◆ Data entries
* BEGIN *

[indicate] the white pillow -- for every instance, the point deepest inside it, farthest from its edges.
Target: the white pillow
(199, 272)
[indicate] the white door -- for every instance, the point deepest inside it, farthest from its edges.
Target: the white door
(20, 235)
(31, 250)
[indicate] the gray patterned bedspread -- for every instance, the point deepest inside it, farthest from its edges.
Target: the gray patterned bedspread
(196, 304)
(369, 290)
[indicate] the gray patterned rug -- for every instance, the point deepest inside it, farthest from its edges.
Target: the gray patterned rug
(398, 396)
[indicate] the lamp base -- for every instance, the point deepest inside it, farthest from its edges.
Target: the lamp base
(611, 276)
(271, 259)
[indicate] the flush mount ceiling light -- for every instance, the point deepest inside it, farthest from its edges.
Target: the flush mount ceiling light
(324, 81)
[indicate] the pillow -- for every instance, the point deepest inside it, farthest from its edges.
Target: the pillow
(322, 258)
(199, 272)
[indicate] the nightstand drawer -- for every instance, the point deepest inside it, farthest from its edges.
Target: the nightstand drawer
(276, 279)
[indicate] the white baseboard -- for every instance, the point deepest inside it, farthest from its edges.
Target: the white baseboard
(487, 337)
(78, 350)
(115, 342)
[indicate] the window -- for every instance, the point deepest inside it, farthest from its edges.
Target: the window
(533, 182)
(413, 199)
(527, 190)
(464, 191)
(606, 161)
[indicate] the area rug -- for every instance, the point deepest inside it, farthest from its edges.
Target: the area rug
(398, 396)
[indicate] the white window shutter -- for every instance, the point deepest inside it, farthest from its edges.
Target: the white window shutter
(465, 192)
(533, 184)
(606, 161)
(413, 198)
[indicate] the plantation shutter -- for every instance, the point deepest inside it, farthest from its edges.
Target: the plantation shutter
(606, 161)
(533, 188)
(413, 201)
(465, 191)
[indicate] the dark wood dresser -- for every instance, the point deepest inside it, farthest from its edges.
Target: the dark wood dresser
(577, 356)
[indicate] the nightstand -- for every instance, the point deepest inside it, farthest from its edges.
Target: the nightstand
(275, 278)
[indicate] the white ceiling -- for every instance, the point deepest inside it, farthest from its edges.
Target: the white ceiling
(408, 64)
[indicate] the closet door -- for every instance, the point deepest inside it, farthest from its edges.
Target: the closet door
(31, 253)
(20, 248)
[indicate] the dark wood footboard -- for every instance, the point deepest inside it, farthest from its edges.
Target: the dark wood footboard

* END *

◆ Problem description
Extract the entries above verbatim.

◆ Answer in full
[indicate] the white pillow -- for every instance, the point deepest inside it, farthest from its edges.
Target: the white pillow
(199, 272)
[indicate] the white door -- for every instance, the point deepest inside it, farthest from its edges.
Target: the white door
(20, 235)
(31, 250)
[indicate] the gray patterned bedspread -- for every instance, the point deepest inside it, farthest from its edges.
Target: the gray patterned bedspread
(196, 304)
(369, 290)
[indicate] the gray patterned rug -- for every instance, the point deepest inside it, farthest from its edges.
Target: the gray patterned rug
(398, 396)
[indicate] the lamp base -- for every instance, the point deepest inside it, farthest from its edges.
Target: the lamp base
(611, 276)
(271, 259)
[indicate] the flush mount ceiling light -- for every instance, the point deepest inside it, farthest from its edges.
Target: the flush mount ceiling light
(324, 81)
[indicate] the pillow -- for every instance, the point deepest inside it, farthest from its edges.
Target: the pillow
(322, 258)
(199, 272)
[indicate] the nightstand drawer -- for every instance, the point deepest inside it, farthest from its edges.
Target: the nightstand drawer
(276, 279)
[indicate] the white baseboard -- for every instance, the point deepest inside it, farthest from its edges.
Target: the white baseboard
(487, 337)
(78, 350)
(115, 342)
[indicate] the window -- for every instance, the point deepest inside it, farthest from its edges.
Target: the window
(533, 182)
(413, 199)
(527, 190)
(464, 191)
(606, 161)
[indicate] the area rug -- for every instance, the point deepest inside it, farthest from its edges.
Target: the area rug
(398, 396)
[indicate] the white window shutter -- for every instance, the point deepest inside it, farthest from its edges.
Target: the white window shutter
(465, 192)
(533, 184)
(606, 161)
(413, 198)
[indicate] the plantation shutter -- for every instance, the point deepest inside it, farthest from its edges.
Target: the plantation shutter
(606, 161)
(533, 188)
(413, 201)
(465, 191)
[indicate] the dark wood dresser -- for every instance, the point deepest inside it, farthest from its edges.
Target: the dark wood dresser
(577, 356)
[indicate] the nightstand -- for every instance, the point deepest inside it, farthest from its edges.
Target: the nightstand
(275, 278)
[indicate] the white ceiling -- for every instance, the point deepest inside it, farthest from its edges.
Target: the white ceiling
(408, 64)
[indicate] the closet door -- for every instance, the point deepest inside it, farthest from its edges.
Target: the closet door
(31, 253)
(20, 248)
[indicate] the dark wood footboard -- for every instance, the point deepest inside it, farthest from its edges.
Target: the dark wood footboard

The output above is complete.